* Your objective *
Duplicate all of the data below line for line, keeping every character unchanged.

Stored records:

↓↓↓

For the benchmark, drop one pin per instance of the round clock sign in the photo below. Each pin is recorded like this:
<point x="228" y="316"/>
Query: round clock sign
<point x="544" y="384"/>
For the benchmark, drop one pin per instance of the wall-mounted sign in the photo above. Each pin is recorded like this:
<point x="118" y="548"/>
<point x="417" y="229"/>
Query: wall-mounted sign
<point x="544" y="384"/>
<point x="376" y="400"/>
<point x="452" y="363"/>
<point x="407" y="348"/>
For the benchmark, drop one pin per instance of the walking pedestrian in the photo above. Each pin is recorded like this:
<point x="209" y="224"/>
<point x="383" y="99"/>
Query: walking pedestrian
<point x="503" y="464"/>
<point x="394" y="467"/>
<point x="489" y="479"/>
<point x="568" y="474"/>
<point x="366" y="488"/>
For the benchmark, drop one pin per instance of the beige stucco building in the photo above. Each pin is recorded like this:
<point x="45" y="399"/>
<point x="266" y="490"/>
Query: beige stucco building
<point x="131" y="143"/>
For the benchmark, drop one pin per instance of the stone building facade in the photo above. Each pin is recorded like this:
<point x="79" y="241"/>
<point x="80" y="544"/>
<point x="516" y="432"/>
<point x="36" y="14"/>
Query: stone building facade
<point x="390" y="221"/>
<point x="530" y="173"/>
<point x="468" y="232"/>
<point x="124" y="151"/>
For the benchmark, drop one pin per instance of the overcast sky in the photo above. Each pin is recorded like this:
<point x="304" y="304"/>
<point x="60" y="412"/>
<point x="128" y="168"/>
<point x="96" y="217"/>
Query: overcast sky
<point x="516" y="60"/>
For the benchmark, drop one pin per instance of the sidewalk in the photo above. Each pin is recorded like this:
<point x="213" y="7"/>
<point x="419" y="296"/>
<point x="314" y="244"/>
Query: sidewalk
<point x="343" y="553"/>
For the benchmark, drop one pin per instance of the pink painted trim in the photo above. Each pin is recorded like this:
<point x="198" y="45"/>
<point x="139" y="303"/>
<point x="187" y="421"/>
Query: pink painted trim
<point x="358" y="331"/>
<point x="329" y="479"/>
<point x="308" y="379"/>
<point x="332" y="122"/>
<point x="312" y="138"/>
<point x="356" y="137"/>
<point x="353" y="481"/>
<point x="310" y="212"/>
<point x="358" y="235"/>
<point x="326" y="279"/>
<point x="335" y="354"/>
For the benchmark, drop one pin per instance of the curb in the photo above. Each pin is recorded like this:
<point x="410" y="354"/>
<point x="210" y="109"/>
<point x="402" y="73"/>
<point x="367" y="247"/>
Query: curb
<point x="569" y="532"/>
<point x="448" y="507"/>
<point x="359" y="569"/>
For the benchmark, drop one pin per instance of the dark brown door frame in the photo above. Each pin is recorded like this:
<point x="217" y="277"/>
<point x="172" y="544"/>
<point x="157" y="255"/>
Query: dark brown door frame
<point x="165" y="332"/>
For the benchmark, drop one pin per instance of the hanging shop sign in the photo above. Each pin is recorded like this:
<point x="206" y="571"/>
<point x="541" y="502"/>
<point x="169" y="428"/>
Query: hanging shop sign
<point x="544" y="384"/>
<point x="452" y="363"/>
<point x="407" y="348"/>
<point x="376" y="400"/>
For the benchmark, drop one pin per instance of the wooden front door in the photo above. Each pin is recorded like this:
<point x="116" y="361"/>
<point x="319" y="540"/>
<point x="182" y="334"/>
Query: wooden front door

↑↑↑

* Solution for this exercise *
For the benchmark, drop one pin per instance of the round clock sign in the photo below. Each pin is recorded like this:
<point x="228" y="316"/>
Query: round clock sign
<point x="544" y="384"/>
For the benchmark, drop one pin per instance of the wall-mounted sign in the photo above. Each pin is recorded like this:
<point x="118" y="548"/>
<point x="417" y="229"/>
Query: wall-mounted sign
<point x="544" y="384"/>
<point x="376" y="400"/>
<point x="452" y="363"/>
<point x="407" y="348"/>
For the benchmark, drop one pin per instance of the walking pedestrian in the photo above. Each pin is recorded like this:
<point x="209" y="224"/>
<point x="383" y="99"/>
Query: walking pedestrian
<point x="503" y="464"/>
<point x="394" y="467"/>
<point x="489" y="479"/>
<point x="568" y="474"/>
<point x="366" y="488"/>
For the benchmark, drop one pin per instance of the beige stucco building in the photo above. Each pin is recorded like this:
<point x="45" y="399"/>
<point x="266" y="490"/>
Query: beige stucco building
<point x="131" y="143"/>
For the benchmark, drop one pin per instance of the stone building facade in the photo above. Each pin is recorded like this:
<point x="79" y="241"/>
<point x="80" y="544"/>
<point x="516" y="432"/>
<point x="36" y="14"/>
Query: stone building facade
<point x="390" y="221"/>
<point x="530" y="173"/>
<point x="468" y="232"/>
<point x="124" y="151"/>
For the benchmark, drop one pin per instance of the overcast sky in the photo above. Each pin is recorded like this:
<point x="304" y="304"/>
<point x="60" y="412"/>
<point x="128" y="168"/>
<point x="96" y="217"/>
Query: overcast sky
<point x="516" y="60"/>
For the benchmark, drop one pin per instance of the sidewalk in the photo above. Each pin is recorded like this:
<point x="213" y="7"/>
<point x="419" y="296"/>
<point x="314" y="244"/>
Query: sidewalk
<point x="343" y="553"/>
For the benchmark, drop one pin per instance of the pink painted trim in the photo above. Each pin is recorded like this:
<point x="198" y="45"/>
<point x="139" y="303"/>
<point x="187" y="421"/>
Query: pink painted trim
<point x="358" y="331"/>
<point x="329" y="479"/>
<point x="308" y="379"/>
<point x="332" y="122"/>
<point x="312" y="138"/>
<point x="356" y="137"/>
<point x="353" y="481"/>
<point x="310" y="212"/>
<point x="358" y="235"/>
<point x="326" y="279"/>
<point x="335" y="354"/>
For the benchmark, drop one pin per instance of the curb in the photo above. Each pin is recorded like this:
<point x="410" y="354"/>
<point x="210" y="109"/>
<point x="402" y="73"/>
<point x="367" y="247"/>
Query: curb
<point x="569" y="532"/>
<point x="448" y="507"/>
<point x="359" y="569"/>
For the benchmark, drop one pin per instance of the dark brown door frame in the photo above. Each pin is recorded like this:
<point x="217" y="277"/>
<point x="172" y="544"/>
<point x="157" y="255"/>
Query: dark brown door frame
<point x="165" y="332"/>
For the benchmark, drop one pin per instance of the hanging shop sign in the photo above. Each pin is recorded like this:
<point x="206" y="571"/>
<point x="541" y="502"/>
<point x="169" y="428"/>
Query: hanging shop sign
<point x="544" y="384"/>
<point x="452" y="363"/>
<point x="407" y="348"/>
<point x="376" y="400"/>
For the benchmark, drop one pin per instance of the wooden front door in the photo above. Each pin is recorded like this:
<point x="116" y="361"/>
<point x="319" y="540"/>
<point x="182" y="334"/>
Query: wooden front door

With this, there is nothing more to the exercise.